### Extracted text
· · · · ·
State v. Holman

SMITH, Presiding Judge.

Defendant appeals from her convictions of assault first degree and armed criminal action and the resulting concurrent ten year terms of imprisonment imposed on each count. We reverse and remand.

*903The only issue we need address is defendant’s contention that the prosecution utilized its peremptory challenges in a racially discriminatory fashion contrary to Batson v. Kentucky, 476 U.S. 79, 106 S.Ct. 1712, 90 L.Ed.2d 69 (1986). Both defendant and the victim, a male, were black. There were 28 qualified venirepersons prior to exercise of the state’s peremptory challenges. Five of that number were black, four of them female. The state challenged all five and additionally one white female. The final jury was all white with seven females and one female alternate. In responding to defendant’s Batson challenge at trial the prosecutor gave the following explanations for two of his challenges:

“MR. SMITH: Cynthia Johnson is black. And really, she has a good work history and she is pretty upstanding. I was undecided on that. Principally, she is a woman and she is black. Being that she is black was one of my reasons, but not the only. That’s alone not objectionable. One, because she is a woman— that’s principally it. She kept her arms folded when I talked, but also when Miss Hardge talked, which means I don’t know whether she wasn’t receptive or non-verbal communication is supposed to mean somebody is not receptive to what you are saying. But she was not receptive to either side. But principally because she is a woman, and, secondly, because she is black.
· · · · ·
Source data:

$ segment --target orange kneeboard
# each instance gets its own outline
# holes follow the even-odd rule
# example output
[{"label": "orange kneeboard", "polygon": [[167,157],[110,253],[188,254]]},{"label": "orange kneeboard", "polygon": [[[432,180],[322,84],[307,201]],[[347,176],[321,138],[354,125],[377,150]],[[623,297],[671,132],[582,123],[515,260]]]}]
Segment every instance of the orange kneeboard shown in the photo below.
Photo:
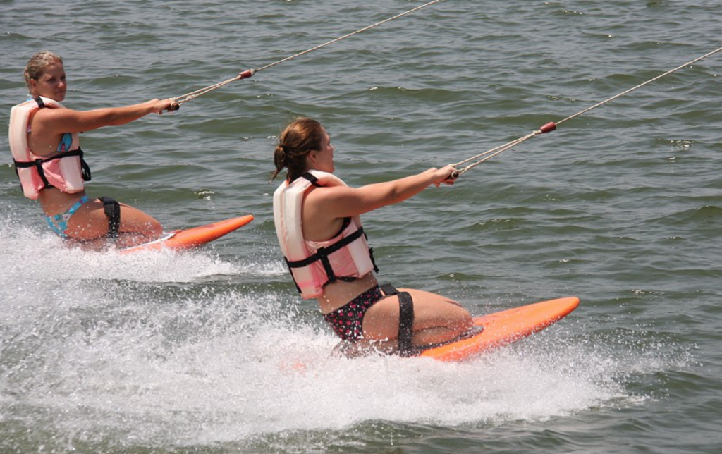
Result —
[{"label": "orange kneeboard", "polygon": [[168,235],[150,243],[131,246],[120,251],[121,254],[139,252],[141,250],[158,250],[170,249],[171,250],[185,250],[198,248],[210,243],[214,240],[240,229],[253,220],[252,214],[214,222],[208,225],[176,230]]},{"label": "orange kneeboard", "polygon": [[565,317],[578,305],[579,298],[568,297],[475,317],[474,326],[483,327],[480,333],[424,350],[418,356],[440,361],[463,361],[541,331]]}]

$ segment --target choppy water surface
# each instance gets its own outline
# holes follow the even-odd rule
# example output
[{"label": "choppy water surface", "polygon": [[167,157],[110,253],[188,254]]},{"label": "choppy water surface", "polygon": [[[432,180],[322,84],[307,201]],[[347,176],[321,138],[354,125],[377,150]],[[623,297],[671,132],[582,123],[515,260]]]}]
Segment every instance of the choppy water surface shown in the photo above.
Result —
[{"label": "choppy water surface", "polygon": [[[0,1],[0,99],[65,59],[78,109],[178,96],[421,4]],[[718,453],[722,145],[714,56],[364,217],[380,278],[474,314],[578,295],[464,364],[330,357],[266,183],[323,123],[363,184],[456,162],[721,45],[713,1],[447,0],[173,115],[89,132],[92,196],[169,230],[252,213],[202,250],[66,250],[0,135],[3,453]]]}]

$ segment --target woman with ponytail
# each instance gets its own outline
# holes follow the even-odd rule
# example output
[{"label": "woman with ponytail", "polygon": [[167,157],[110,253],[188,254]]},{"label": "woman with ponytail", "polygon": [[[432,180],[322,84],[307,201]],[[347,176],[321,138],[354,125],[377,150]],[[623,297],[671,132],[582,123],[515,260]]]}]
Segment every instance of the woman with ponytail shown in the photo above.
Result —
[{"label": "woman with ponytail", "polygon": [[281,134],[274,152],[286,178],[274,194],[274,219],[284,258],[304,299],[345,341],[347,352],[370,344],[402,355],[453,341],[471,329],[458,303],[413,289],[379,285],[360,216],[435,185],[453,184],[455,169],[431,168],[398,180],[350,188],[334,175],[334,147],[323,127],[299,118]]}]

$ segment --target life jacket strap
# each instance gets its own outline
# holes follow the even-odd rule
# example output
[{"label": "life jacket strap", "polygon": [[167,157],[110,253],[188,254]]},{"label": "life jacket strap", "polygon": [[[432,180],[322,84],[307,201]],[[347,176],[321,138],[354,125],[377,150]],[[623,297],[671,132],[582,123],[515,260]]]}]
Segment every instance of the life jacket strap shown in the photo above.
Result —
[{"label": "life jacket strap", "polygon": [[108,217],[108,237],[117,240],[121,227],[121,204],[110,197],[101,197],[100,200]]}]

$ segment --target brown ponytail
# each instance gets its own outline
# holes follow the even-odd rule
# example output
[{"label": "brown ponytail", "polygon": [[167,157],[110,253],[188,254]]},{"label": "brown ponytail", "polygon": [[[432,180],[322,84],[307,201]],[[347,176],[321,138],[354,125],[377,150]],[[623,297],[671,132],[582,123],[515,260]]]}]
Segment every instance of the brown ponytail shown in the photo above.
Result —
[{"label": "brown ponytail", "polygon": [[273,162],[276,170],[271,173],[271,180],[284,167],[288,169],[286,179],[289,182],[303,175],[308,170],[306,157],[311,152],[321,149],[323,138],[323,127],[316,120],[297,118],[286,126],[274,150]]}]

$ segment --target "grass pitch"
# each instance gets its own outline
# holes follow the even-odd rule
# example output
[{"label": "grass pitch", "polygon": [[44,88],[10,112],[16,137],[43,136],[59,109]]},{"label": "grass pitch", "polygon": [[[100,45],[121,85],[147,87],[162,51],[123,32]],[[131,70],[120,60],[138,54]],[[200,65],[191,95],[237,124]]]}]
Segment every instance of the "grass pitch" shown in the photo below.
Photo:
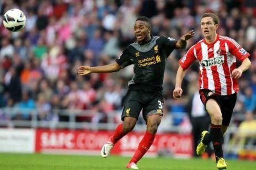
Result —
[{"label": "grass pitch", "polygon": [[[0,170],[125,169],[130,158],[110,156],[60,155],[44,154],[0,153]],[[228,160],[228,169],[256,170],[256,162]],[[211,160],[174,159],[167,158],[144,158],[138,164],[141,170],[216,170]]]}]

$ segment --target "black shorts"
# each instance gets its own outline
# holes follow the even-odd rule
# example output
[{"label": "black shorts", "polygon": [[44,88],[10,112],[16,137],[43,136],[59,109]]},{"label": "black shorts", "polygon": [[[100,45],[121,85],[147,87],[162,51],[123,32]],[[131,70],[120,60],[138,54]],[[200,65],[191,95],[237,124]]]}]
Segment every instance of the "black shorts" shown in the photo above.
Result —
[{"label": "black shorts", "polygon": [[222,125],[228,126],[236,101],[236,93],[230,95],[221,96],[216,94],[211,90],[202,89],[199,91],[200,98],[205,106],[210,99],[215,100],[220,108],[222,117]]},{"label": "black shorts", "polygon": [[149,91],[142,89],[129,88],[125,96],[121,119],[132,116],[138,119],[142,109],[143,118],[147,123],[149,115],[158,114],[162,116],[164,98],[162,91]]}]

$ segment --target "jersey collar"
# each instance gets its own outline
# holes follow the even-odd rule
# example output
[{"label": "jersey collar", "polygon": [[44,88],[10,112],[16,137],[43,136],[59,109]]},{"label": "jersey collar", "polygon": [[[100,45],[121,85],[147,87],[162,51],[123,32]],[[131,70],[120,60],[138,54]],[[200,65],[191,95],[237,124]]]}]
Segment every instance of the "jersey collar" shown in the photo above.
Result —
[{"label": "jersey collar", "polygon": [[211,44],[209,44],[209,43],[207,43],[206,42],[206,41],[205,41],[205,38],[204,38],[204,44],[206,44],[207,45],[212,45],[212,44],[215,44],[215,43],[216,43],[216,42],[217,42],[217,41],[219,40],[219,37],[220,37],[220,35],[217,34],[217,37],[216,38],[216,40],[215,40],[215,41],[214,41],[214,42],[212,42],[212,43],[211,43]]}]

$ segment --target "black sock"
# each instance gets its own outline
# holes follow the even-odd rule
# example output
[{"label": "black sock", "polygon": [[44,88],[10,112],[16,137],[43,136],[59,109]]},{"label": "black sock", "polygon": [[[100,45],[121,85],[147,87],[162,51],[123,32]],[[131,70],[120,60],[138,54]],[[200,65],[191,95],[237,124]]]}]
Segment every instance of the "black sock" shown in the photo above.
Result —
[{"label": "black sock", "polygon": [[212,137],[211,136],[211,133],[207,133],[204,137],[204,139],[202,142],[205,145],[208,145],[212,141]]},{"label": "black sock", "polygon": [[221,125],[211,125],[211,136],[216,161],[219,158],[223,157],[222,150],[222,134],[221,132]]}]

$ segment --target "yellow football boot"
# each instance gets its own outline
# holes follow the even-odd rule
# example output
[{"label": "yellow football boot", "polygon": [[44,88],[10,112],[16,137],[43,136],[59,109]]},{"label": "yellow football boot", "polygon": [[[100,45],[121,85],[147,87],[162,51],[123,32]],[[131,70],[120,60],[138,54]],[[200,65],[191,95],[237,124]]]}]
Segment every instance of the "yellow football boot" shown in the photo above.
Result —
[{"label": "yellow football boot", "polygon": [[205,135],[209,133],[209,132],[207,130],[204,130],[202,132],[202,135],[201,135],[201,140],[196,147],[196,154],[198,155],[201,155],[204,153],[207,147],[207,145],[203,143],[203,140],[204,139],[204,137],[205,136]]}]

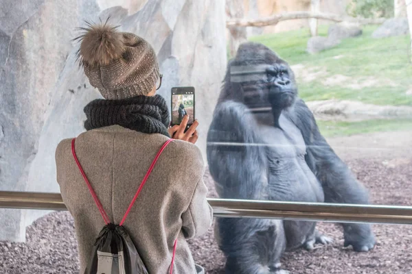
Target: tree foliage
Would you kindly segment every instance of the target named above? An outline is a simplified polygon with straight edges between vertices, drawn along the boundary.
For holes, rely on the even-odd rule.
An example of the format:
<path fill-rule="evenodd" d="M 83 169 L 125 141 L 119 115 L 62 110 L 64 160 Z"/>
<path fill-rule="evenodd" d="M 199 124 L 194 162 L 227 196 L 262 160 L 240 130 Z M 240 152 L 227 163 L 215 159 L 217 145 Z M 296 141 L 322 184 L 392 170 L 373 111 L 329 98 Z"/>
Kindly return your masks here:
<path fill-rule="evenodd" d="M 393 17 L 393 0 L 352 0 L 346 10 L 354 17 Z"/>

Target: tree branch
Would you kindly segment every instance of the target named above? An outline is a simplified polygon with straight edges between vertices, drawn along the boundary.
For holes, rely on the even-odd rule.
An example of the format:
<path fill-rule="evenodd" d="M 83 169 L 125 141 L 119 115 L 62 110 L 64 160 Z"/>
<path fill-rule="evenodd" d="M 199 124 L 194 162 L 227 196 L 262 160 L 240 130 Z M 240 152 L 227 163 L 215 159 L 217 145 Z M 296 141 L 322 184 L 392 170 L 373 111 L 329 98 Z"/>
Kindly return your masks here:
<path fill-rule="evenodd" d="M 295 19 L 306 19 L 309 18 L 316 18 L 318 19 L 330 20 L 334 22 L 352 22 L 357 23 L 361 25 L 380 25 L 382 24 L 387 18 L 354 18 L 354 17 L 343 17 L 338 14 L 332 13 L 323 12 L 286 12 L 279 14 L 273 14 L 268 17 L 262 18 L 260 19 L 229 19 L 226 21 L 226 26 L 230 27 L 265 27 L 268 25 L 275 25 L 280 21 L 286 20 Z"/>

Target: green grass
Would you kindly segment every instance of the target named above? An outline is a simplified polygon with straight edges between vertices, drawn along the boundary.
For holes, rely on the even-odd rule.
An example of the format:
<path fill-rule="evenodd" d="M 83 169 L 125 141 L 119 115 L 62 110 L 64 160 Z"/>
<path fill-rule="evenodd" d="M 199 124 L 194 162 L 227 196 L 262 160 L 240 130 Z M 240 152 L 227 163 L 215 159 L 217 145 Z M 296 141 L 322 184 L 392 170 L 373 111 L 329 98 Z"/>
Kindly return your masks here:
<path fill-rule="evenodd" d="M 409 36 L 374 39 L 371 34 L 376 27 L 365 27 L 362 36 L 345 39 L 336 47 L 314 55 L 306 52 L 310 38 L 308 29 L 254 36 L 250 40 L 266 45 L 291 65 L 301 64 L 325 69 L 326 74 L 319 79 L 298 82 L 300 96 L 306 101 L 338 99 L 377 105 L 412 105 L 412 96 L 406 93 L 412 88 Z M 327 27 L 320 27 L 319 35 L 326 36 L 327 32 Z M 334 59 L 336 55 L 344 57 Z M 344 85 L 325 86 L 321 83 L 325 77 L 336 74 L 360 79 L 374 77 L 384 84 L 355 90 Z M 390 86 L 389 81 L 397 86 Z"/>
<path fill-rule="evenodd" d="M 360 122 L 317 121 L 319 129 L 325 137 L 351 136 L 376 132 L 412 130 L 411 120 L 369 120 Z"/>

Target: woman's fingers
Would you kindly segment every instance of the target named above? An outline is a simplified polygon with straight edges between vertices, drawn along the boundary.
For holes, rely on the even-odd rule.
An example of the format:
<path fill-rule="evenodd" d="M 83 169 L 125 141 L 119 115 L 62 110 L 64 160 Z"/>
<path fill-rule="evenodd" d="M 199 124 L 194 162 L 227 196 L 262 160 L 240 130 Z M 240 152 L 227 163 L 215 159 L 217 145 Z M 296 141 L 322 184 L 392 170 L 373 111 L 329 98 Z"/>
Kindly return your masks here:
<path fill-rule="evenodd" d="M 189 127 L 189 129 L 187 129 L 187 131 L 185 133 L 185 138 L 189 140 L 189 138 L 194 134 L 194 132 L 196 132 L 196 128 L 198 125 L 199 123 L 197 121 L 197 120 L 195 120 L 190 127 Z"/>
<path fill-rule="evenodd" d="M 189 142 L 192 142 L 192 144 L 194 144 L 197 141 L 198 137 L 199 136 L 198 134 L 198 132 L 197 130 L 195 130 L 194 133 L 193 134 L 193 136 L 189 138 Z"/>
<path fill-rule="evenodd" d="M 186 125 L 187 125 L 187 121 L 189 121 L 189 116 L 185 115 L 183 119 L 182 119 L 182 122 L 179 125 L 179 127 L 176 132 L 176 135 L 178 137 L 178 139 L 181 139 L 183 136 L 183 134 L 185 133 L 185 129 L 186 128 Z"/>
<path fill-rule="evenodd" d="M 168 133 L 169 133 L 171 137 L 173 137 L 177 129 L 179 129 L 179 125 L 174 125 L 173 127 L 168 129 Z"/>

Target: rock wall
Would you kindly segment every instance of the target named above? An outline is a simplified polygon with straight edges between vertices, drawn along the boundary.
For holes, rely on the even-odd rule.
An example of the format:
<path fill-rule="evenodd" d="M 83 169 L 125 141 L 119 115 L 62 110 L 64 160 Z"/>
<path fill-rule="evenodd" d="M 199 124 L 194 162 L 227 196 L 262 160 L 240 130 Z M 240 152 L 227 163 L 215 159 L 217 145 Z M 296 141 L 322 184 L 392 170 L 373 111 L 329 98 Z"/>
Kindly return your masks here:
<path fill-rule="evenodd" d="M 117 5 L 117 6 L 115 6 Z M 216 0 L 3 0 L 0 2 L 0 190 L 58 192 L 54 151 L 84 131 L 83 107 L 100 95 L 75 64 L 75 27 L 106 18 L 150 42 L 163 74 L 159 92 L 194 86 L 198 146 L 226 66 L 225 3 Z M 25 240 L 46 213 L 0 209 L 0 240 Z"/>

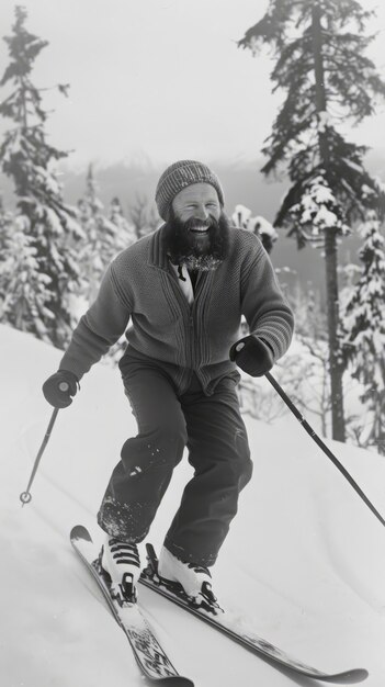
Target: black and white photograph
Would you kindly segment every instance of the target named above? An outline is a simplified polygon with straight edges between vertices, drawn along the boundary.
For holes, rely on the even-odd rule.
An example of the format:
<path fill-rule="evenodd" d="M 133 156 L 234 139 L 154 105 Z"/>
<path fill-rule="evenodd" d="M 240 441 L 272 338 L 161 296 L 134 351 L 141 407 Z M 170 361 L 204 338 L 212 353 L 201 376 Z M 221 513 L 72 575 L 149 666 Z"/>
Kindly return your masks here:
· · · · ·
### Problems and tasks
• A. Using the State v. Holman opinion, answer these questions:
(i) Of which two offenses was the defendant convicted?
(ii) How many qualified venirepersons were there before the state exercised its peremptory challenges?
(iii) How many of those venirepersons were black?
• B. Reproduce the State v. Holman opinion word for word from "State v. Holman" to "reverse and remand.".

### Answers to the problems
• A.
(i) Assault first degree and armed criminal action.
(ii) 28.
(iii) Five.

• B.
State v. Holman

SMITH, Presiding Judge.

Defendant appeals from her convictions of assault first degree and armed criminal action and the resulting concurrent ten year terms of imprisonment imposed on each count. We reverse and remand.